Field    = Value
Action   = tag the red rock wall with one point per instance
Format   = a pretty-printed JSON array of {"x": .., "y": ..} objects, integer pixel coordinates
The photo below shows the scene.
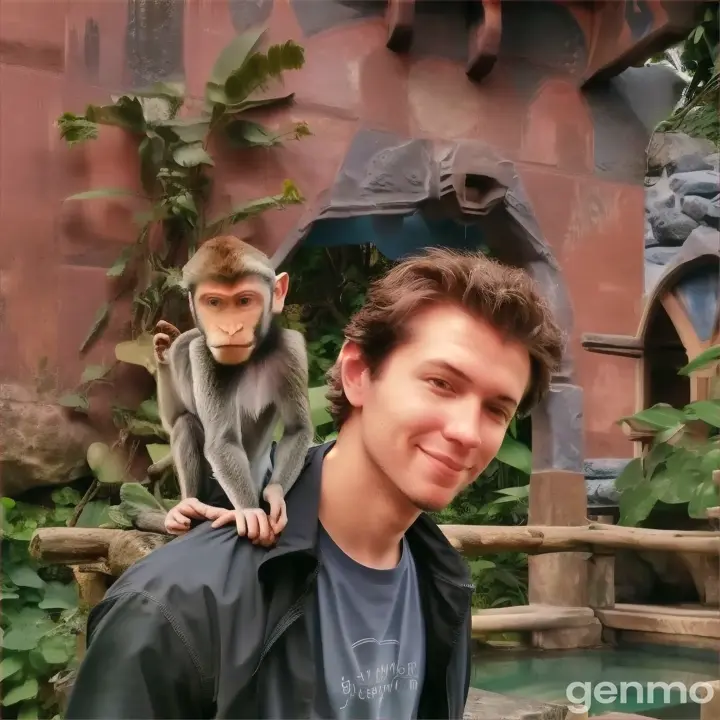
[{"x": 57, "y": 56}]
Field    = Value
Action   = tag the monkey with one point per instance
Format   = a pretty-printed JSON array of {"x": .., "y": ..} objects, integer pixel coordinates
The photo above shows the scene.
[{"x": 223, "y": 386}]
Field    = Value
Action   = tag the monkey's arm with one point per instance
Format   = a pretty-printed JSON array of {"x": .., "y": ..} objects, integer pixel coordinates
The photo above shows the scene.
[{"x": 294, "y": 408}]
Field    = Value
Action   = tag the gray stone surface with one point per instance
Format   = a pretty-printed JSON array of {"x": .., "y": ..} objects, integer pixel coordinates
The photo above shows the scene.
[
  {"x": 659, "y": 256},
  {"x": 600, "y": 474},
  {"x": 485, "y": 705},
  {"x": 698, "y": 182},
  {"x": 671, "y": 226},
  {"x": 688, "y": 163},
  {"x": 557, "y": 430},
  {"x": 699, "y": 208},
  {"x": 664, "y": 148},
  {"x": 682, "y": 200}
]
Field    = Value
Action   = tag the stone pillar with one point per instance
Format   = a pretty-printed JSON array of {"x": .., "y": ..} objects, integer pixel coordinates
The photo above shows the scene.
[{"x": 558, "y": 496}]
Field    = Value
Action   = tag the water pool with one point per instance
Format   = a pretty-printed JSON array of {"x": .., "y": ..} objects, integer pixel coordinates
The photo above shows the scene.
[{"x": 547, "y": 674}]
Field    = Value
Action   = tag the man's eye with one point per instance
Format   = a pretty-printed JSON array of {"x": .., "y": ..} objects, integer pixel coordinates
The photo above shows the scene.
[{"x": 440, "y": 384}]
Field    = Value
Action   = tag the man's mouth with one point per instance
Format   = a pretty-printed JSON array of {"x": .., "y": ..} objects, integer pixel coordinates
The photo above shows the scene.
[{"x": 446, "y": 460}]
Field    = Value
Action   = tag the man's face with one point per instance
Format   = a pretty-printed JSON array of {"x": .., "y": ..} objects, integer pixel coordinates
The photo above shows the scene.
[{"x": 435, "y": 416}]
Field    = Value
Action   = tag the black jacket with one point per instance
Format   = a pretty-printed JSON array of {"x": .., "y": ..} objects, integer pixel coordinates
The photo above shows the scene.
[{"x": 211, "y": 626}]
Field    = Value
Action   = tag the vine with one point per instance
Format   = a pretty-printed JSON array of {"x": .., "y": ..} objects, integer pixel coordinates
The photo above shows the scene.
[
  {"x": 174, "y": 137},
  {"x": 684, "y": 451}
]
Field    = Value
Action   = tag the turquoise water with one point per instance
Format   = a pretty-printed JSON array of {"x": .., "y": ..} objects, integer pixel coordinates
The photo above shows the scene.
[{"x": 546, "y": 675}]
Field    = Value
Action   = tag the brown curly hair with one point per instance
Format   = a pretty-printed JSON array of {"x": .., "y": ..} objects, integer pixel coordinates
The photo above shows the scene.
[{"x": 504, "y": 296}]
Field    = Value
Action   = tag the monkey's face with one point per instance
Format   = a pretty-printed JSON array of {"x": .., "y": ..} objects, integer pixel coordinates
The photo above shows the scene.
[
  {"x": 435, "y": 414},
  {"x": 230, "y": 316}
]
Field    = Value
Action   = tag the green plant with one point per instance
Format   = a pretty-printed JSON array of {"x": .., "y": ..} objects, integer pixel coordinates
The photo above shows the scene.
[
  {"x": 174, "y": 138},
  {"x": 41, "y": 617},
  {"x": 498, "y": 497},
  {"x": 683, "y": 453}
]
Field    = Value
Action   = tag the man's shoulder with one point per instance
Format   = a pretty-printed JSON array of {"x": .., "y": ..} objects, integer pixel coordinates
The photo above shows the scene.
[{"x": 182, "y": 572}]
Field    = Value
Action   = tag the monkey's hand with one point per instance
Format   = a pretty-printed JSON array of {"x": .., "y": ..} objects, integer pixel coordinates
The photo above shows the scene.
[
  {"x": 165, "y": 335},
  {"x": 274, "y": 496},
  {"x": 178, "y": 520}
]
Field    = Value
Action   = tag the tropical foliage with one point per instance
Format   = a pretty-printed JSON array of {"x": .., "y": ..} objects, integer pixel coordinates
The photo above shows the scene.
[{"x": 683, "y": 453}]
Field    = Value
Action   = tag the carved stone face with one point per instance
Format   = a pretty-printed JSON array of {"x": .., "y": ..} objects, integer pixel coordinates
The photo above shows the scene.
[{"x": 235, "y": 316}]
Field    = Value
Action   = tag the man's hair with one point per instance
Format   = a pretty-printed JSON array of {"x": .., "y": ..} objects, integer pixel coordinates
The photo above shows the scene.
[{"x": 503, "y": 296}]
◇ ◇ ◇ ◇
* _Stated problem_: Set the pictures aside and transcribe the data above exactly.

* _Exercise answer_:
Field    = Value
Action   = tag the red rock wall with one point per instance
Format   = a pretty-printed JSON array of {"x": .., "y": ..} objects, integer pixel coordinates
The photo below shows the scene.
[{"x": 57, "y": 56}]
Field    = Value
Action   = tag the monkey with one point per instance
Format   = a pretty-printed JSON array of {"x": .., "y": ..} objects, integer pixel coordinates
The photo above shows the scene.
[{"x": 223, "y": 386}]
Field    = Value
Action   = tag the monkey's arm with one point per instance
Format   = a pretty-printed JSON array of {"x": .., "y": ..} objects, integer pixel coordinates
The photo above shows the scene.
[{"x": 294, "y": 408}]
Field    = Value
Action   = tag the gray stone surface with one point per instance
Format   = a pretty-printed JSON array of {"x": .., "y": ..} objects, integer pixel coordinates
The photo above shows the scene.
[
  {"x": 659, "y": 256},
  {"x": 600, "y": 474},
  {"x": 485, "y": 705},
  {"x": 698, "y": 182},
  {"x": 671, "y": 226},
  {"x": 688, "y": 163},
  {"x": 557, "y": 430},
  {"x": 699, "y": 208},
  {"x": 664, "y": 148},
  {"x": 682, "y": 200}
]
Field    = Value
Action   = tag the stone pillar with one point per instance
Format   = a pretty-printed JSON array of {"x": .., "y": ..} objects, integer pixel coordinates
The photo above shows the scene.
[{"x": 558, "y": 496}]
Field    = Value
Action   = tag the water pool with one point per instance
Format   = a pretty-printed JSON array of {"x": .., "y": ..} objects, integer pixel coordinates
The photo above shows the scene.
[{"x": 547, "y": 674}]
Field    = Value
Action   = tag the man's eye with one point per instance
Format   = a pretty-printed JSON array of {"x": .., "y": ..} objects, integer pixel coordinates
The photo above shows the scene.
[{"x": 440, "y": 384}]
Field    = Value
Action   = tag the man's mouth with one point per instance
Format   = a pretty-printed JSON array of {"x": .., "y": ..} objects, integer pixel coordinates
The photo above shows the scene.
[{"x": 446, "y": 460}]
Field    = Value
Action   = tag the man's face with one point per instance
Format   = a pretty-printed JSON array of {"x": .., "y": ..} objects, integer pixel coordinates
The photo above shows the scene.
[{"x": 435, "y": 416}]
Field    = Value
Action   = tag the black jacket with one point per instance
Format   = a pretty-printed JSON array of {"x": .., "y": ..} objects, integer pixel coordinates
The photo above shows the scene.
[{"x": 211, "y": 626}]
Field    = Value
Action   = tag the vine with one point per instance
Format   = a pretty-printed JSON array of {"x": .., "y": ..} objects, integer pixel coordinates
The photo above shows the scene.
[
  {"x": 174, "y": 137},
  {"x": 684, "y": 451}
]
Field    = Value
Action   = tag the turquoise water with one point per instance
Format   = a pretty-printed JSON array of {"x": .., "y": ..} objects, integer pixel coordinates
The photo above shows the scene.
[{"x": 546, "y": 675}]
Field    = Value
Action   = tag the brown curly hair with one point per instance
Format   = a pretty-printed JSON array of {"x": .., "y": ..} objects, integer pixel coordinates
The photo above shows the scene.
[{"x": 504, "y": 296}]
Field    = Value
Action   = tag the monkey's face with one point per instance
Format   = a pretty-printed JSON array of {"x": .., "y": ..} objects, integer pixel coordinates
The photo above shows the scene.
[
  {"x": 435, "y": 414},
  {"x": 230, "y": 316}
]
Field    = Value
Action   = tag the green plant with one point per instance
Format   = a pretty-printed JSON array of {"x": .., "y": ..} objects, integer pixel coordinates
The photo above shows the scene.
[
  {"x": 174, "y": 138},
  {"x": 41, "y": 617},
  {"x": 498, "y": 497},
  {"x": 683, "y": 453}
]
Field    = Value
Action   = tag the man's shoulder with one point per instance
Format   = a pretty-printed JSON array of {"x": .., "y": ..} objects, integer pixel coordinates
The photo above shows the scene.
[{"x": 182, "y": 572}]
Field    = Value
Action   = tag the monkey's hand with one point per instance
Format   = a pretty-printed JSON array of {"x": .., "y": ..} objects, integer pixel coordinates
The photo above shows the scene.
[
  {"x": 165, "y": 335},
  {"x": 274, "y": 496},
  {"x": 178, "y": 520}
]
Field    = Value
Action   = tag the tropical foliage with one point per instance
Format   = a pretty-printed JSON array of {"x": .., "y": ..} objects, integer pixel coordinates
The photo above shows the scene.
[{"x": 683, "y": 453}]
Field    = Value
Action   = tag the carved stone face with one point per instance
Format   = a pretty-printed JSON array of {"x": .., "y": ..} objects, integer pixel coordinates
The photo above shows the scene.
[{"x": 235, "y": 316}]
Field    = Value
Action   = tag the man's hair with one point per instance
Format   = a pretty-printed JSON array of {"x": .., "y": ..} objects, integer pixel coordinates
The photo above shows the scene.
[{"x": 503, "y": 296}]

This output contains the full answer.